SET EXERCISE:
Copy out all of the records below, putting "Please" wherever "Kindly" appears and leaving every other word unchanged.

═════ GIVEN RECORDS

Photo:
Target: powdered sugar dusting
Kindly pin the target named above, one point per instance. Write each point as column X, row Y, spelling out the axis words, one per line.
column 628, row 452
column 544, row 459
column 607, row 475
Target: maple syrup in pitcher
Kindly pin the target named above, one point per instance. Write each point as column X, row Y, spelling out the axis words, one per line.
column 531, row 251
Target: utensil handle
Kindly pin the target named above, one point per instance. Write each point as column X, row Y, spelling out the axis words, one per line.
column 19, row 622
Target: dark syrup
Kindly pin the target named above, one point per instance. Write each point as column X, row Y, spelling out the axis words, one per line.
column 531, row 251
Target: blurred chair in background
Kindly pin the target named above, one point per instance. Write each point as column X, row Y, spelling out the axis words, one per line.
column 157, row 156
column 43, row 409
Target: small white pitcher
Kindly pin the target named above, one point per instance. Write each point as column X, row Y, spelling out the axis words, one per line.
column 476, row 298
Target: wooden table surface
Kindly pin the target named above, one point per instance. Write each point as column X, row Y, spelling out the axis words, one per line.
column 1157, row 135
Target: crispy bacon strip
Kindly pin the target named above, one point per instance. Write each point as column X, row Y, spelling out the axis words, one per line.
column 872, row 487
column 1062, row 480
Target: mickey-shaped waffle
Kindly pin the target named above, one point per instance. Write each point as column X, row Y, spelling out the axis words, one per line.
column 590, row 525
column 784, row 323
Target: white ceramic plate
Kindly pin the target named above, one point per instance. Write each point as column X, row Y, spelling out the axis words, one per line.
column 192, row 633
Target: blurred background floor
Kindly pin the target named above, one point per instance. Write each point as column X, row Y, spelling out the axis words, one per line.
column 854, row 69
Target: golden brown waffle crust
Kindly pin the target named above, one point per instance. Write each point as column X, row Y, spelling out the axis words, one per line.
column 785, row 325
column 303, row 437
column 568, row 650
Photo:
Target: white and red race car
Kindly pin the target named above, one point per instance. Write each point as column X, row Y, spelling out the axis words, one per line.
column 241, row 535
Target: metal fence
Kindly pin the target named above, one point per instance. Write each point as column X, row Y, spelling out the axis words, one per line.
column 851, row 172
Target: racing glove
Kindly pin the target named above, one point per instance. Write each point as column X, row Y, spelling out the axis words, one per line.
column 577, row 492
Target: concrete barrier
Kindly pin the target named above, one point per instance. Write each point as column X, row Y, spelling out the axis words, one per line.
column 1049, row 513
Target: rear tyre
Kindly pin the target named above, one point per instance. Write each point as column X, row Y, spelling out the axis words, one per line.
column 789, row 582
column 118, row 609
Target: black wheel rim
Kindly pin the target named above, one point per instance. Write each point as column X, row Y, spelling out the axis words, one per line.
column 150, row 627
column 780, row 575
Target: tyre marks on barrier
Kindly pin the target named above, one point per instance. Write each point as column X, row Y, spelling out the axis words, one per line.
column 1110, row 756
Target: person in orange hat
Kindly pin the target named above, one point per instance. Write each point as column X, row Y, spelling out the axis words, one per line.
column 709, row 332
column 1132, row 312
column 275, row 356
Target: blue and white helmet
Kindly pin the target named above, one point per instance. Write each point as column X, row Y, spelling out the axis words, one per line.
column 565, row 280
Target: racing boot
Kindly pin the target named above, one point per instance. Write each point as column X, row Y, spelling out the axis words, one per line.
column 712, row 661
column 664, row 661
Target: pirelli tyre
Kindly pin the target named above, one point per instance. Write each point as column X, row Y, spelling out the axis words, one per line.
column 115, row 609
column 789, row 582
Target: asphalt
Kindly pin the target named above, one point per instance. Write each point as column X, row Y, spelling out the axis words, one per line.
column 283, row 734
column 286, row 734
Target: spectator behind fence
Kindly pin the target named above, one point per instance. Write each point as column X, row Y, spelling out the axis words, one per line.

══════════

OUTPUT OF THE EXERCISE:
Photo:
Target: powdered sugar dusting
Please pin the target named above, one point per instance. Write each point as column X, row Y, spelling out the axis words, one per line.
column 628, row 452
column 544, row 459
column 607, row 475
Target: maple syrup in pitcher
Please pin the target named above, one point per instance. Write each point as column X, row Y, spelling out the axis words, one per line.
column 531, row 251
Target: utensil handle
Please pin the target named above, one point per instance. Write each point as column X, row Y, spelling out the axis words, one per line.
column 19, row 622
Target: dark syrup
Please pin the target named above, one point per instance. Write each point as column X, row Y, spelling out the axis words, one per line.
column 531, row 251
Target: blurred chair in background
Please pin the target named above, one point per instance. Write each point as column X, row Y, spelling out the axis words, one per line.
column 157, row 156
column 43, row 409
Target: small white pitcher
Please pin the target named above, one point per instance. Write each point as column X, row Y, spelling out the axis words, one per line.
column 476, row 298
Target: wooden table surface
Please pin the target named above, one point per instance. Write each point as column X, row Y, spelling out the axis words, one per line.
column 1157, row 135
Target: crispy bacon strip
Please pin the target named above, one point per instance. Write each point as column X, row Y, spelling out the axis words, one per line.
column 872, row 487
column 1062, row 480
Target: mickey-shaped waffle
Please pin the target named above, one point per instance. Write each point as column X, row Y, spelling out the axis words, one per line.
column 590, row 525
column 784, row 323
Target: white ceramic plate
Please pin the target named above, one point per instance. Write each point as column X, row Y, spelling out the axis words, one per line.
column 192, row 633
Target: blurred background floor
Please pin the target named above, one point per instance. Write each point as column X, row Y, spelling out the axis words, one per line.
column 854, row 69
Target: golden brown waffle crust
Please pin the target named above, one point per instance. Write each point as column X, row Y, spelling out the axis words, one per line.
column 785, row 325
column 303, row 437
column 568, row 650
Photo:
Target: white and red race car
Please pin the target named above, one point per instance. Write each point as column X, row Y, spelling out the axis words, one per line.
column 241, row 535
Target: metal fence
Please pin the target named above, one point per instance. Write each point as column X, row Y, spelling out the axis words, one per line.
column 851, row 172
Target: racing glove
Please pin the target named above, one point per instance. Write each point as column X, row Y, spelling out the axis words, one per line.
column 577, row 492
Target: concrete barrier
Please pin the target named above, one point per instance. Write each point as column X, row Y, spelling out the axis words, one per line.
column 1049, row 513
Target: rear tyre
Please pin the target named above, one point per instance. Write each point as column X, row Y, spelling out the axis words, one per line.
column 789, row 582
column 118, row 609
Target: black wheel rim
Please pin the target named above, one point per instance. Write each point as column X, row Y, spelling out the axis words, one per line.
column 150, row 627
column 780, row 575
Target: tyre marks on barrier
Please pin the target named above, one point per instance. Write each point as column X, row Y, spelling out the axis words, one per line.
column 1110, row 756
Target: person in orange hat
Please pin the target named above, one point per instance. Write each point as column X, row Y, spelling out the axis words, one per line.
column 709, row 332
column 1132, row 312
column 275, row 356
Target: blue and white helmet
Please pin the target named above, one point per instance. Write each point as column X, row Y, spelling out the axis words, one per line.
column 565, row 280
Target: racing boot
Please pin the target named above, one point per instance. Write each point as column X, row Y, spelling out the axis words, one per line.
column 712, row 661
column 664, row 661
Target: pirelli tyre
Please pin the target named above, one point per instance. Write each point as column X, row Y, spelling out the axis words, one per line.
column 115, row 609
column 789, row 582
Target: asphalt
Please pin the target named above, one point per instance. Write each point as column X, row Y, spelling out the axis words, one per line.
column 283, row 734
column 286, row 734
Target: spectator behind fence
Please pin the target named above, one point per instance. Write each point as column X, row Y, spelling out the axis words, one per line.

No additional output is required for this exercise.